> **Исходный текст**

★ ★ ★ ★

После вынесения приговора меня отправили в колонию строгого режима. На тот момент мне исполнился 21 год. За распространение наркотиков дали девять лет, я отсидел шесть и вышел по УДО. Это еще мягкий приговор, изначально мне грозило от 15 лет лишения свободы, так как у меня нашли много наркотиков. Но мне повезло. Знаете, как говорят, хороший адвокат — это не тот, кто знает закон, а тот, у кого есть нужные знакомства. Так вот, у меня был хороший адвокат.

По прибытии в колонию мне выдали костюм черного цвета, который меняли раз в неделю. Роба стала моей униформой на весь срок заключения.

Среди зэков, как и среди тюремщиков, есть и хорошие, и плохие люди. Мне повезло — чаще я встречал хороших.

Вся территория колонии разделена на жилую зону, в которой стоят бараки, и промышленную — с различными производствами. Заключенные здесь живут в бараках по 50-100 человек. Основной контингент осужденных — это люди в возрасте от 25 до 35 лет. Маньяки, террористы, убийцы, насильники, наркоторговцы — здесь есть все. Сначала рядом с ними находиться страшно, потом привыкаешь и уже не думаешь, что они совершили.

Есть колонии, в которых сидят рецидивисты, отбывающие второй, третий, а иногда и четвертый срок за убийство, кражу, наркотики. Тюрьма стала для них домом. Я сидел в колонии строго режима для «первоходов». Большинство из них убили по пьянке своих жен, сожительниц или собутыльников. Со мной сидели люди, организовывавшие ОПГ и ОПС в нашем городе, у которых в подчинении были 50 и больше бандитов. Были те, кто получил срок за расстрелы людей во время грабежа на дорогах, в том числе детей и женщин. Сидели террористы-игиловцы, а также те, кто размещал в соцсетях посты с экстремистскими текстами — они, как правило, получали срок 3-4 года.

А вообще истории у всех разные. Например, один заключенный сидел за то, что палкой изнасиловал сожителя своей сестры, который надругался над его племянником. За самосуд он получил десять лет колонии строгого режима.

Здесь такой же распорядок дня, как и в СИЗО. Разница лишь в том, что в колонии осужденные работают в автомастерских, выполняют строительно-ремонтные и столярные работы, производят мебель, оконные рамы, работают с металлом. Зарплаты, конечно, копеечные, но в колонии любые деньги не лишние. Правда, оплачиваемой работы не хватает на всех желающих, поэтому на производствах задействована только часть заключенных, остальных привлекают к труду по обслуживанию потребностей колонии. Это уборка, работы в столовой, в прачечной или подсобном хозяйстве – то, что не оплачивается вообще.

★ ★ ★ ★

> **Данные записи**
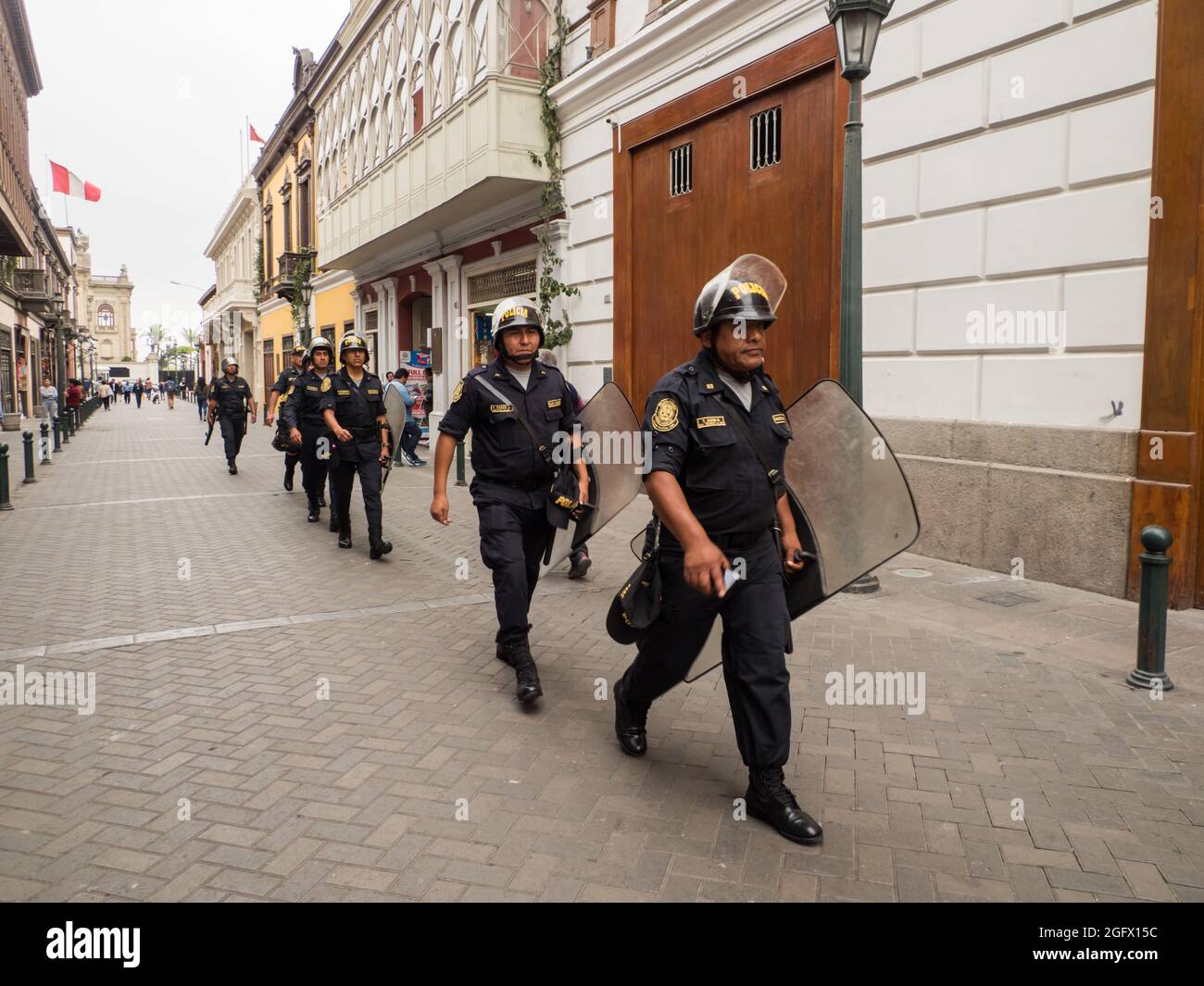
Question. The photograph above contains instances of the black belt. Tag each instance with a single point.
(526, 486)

★ ★ ★ ★

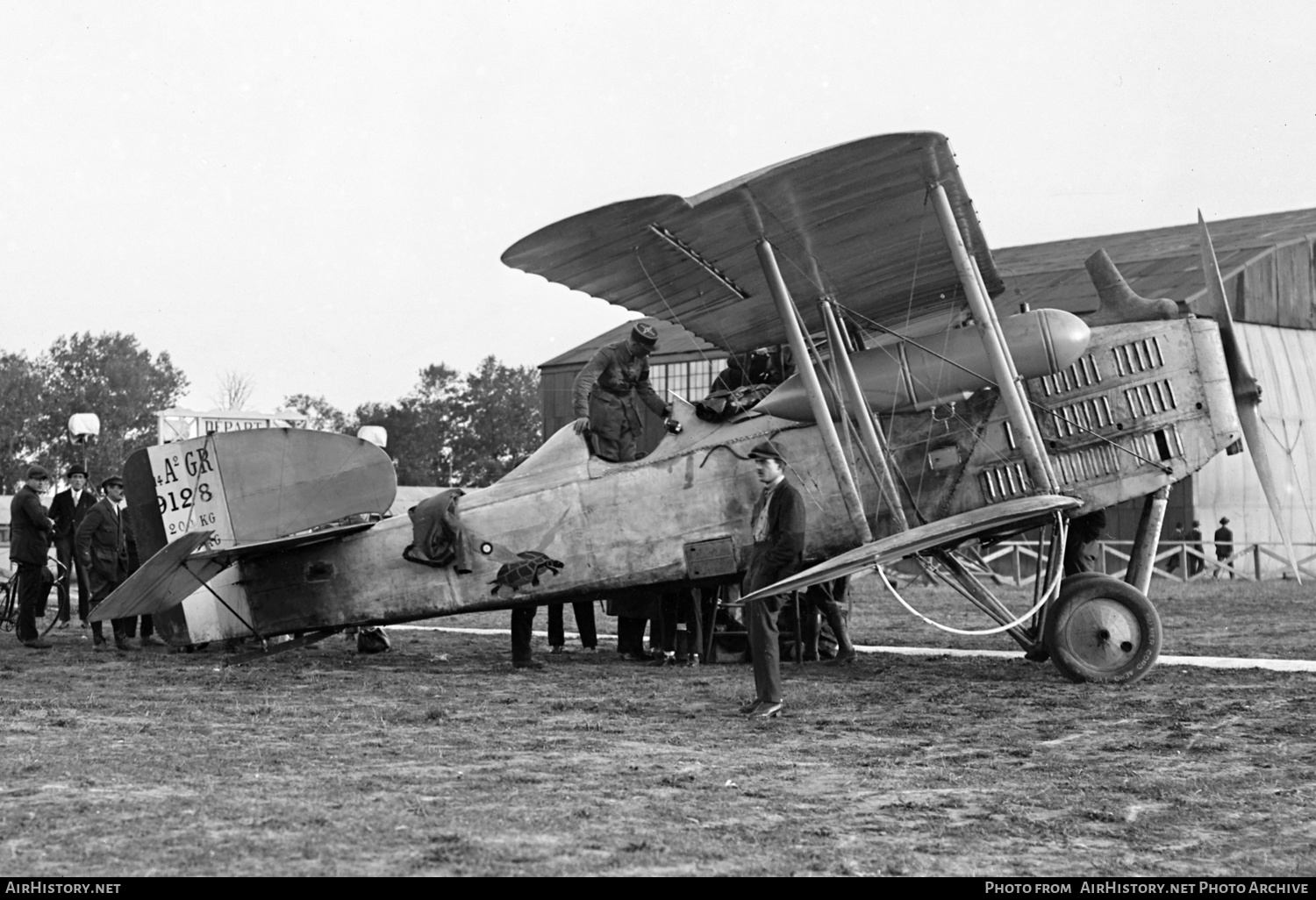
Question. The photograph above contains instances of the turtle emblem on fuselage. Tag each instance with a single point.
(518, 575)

★ ★ ★ ★

> **Задание**
Ответьте по тексту о жизни в колонии:
1. Какой срок был назначен по приговору и сколько из него было отбыто до выхода по УДО?
2. По сколько человек живут заключенные в бараках?
3. Какой срок, как правило, получали те, кто размещал в соцсетях посты с экстремистскими текстами?

> **Выполненное задание**
1. По приговору дали девять лет, отбыто шесть.
2. По 50–100 человек.
3. 3–4 года.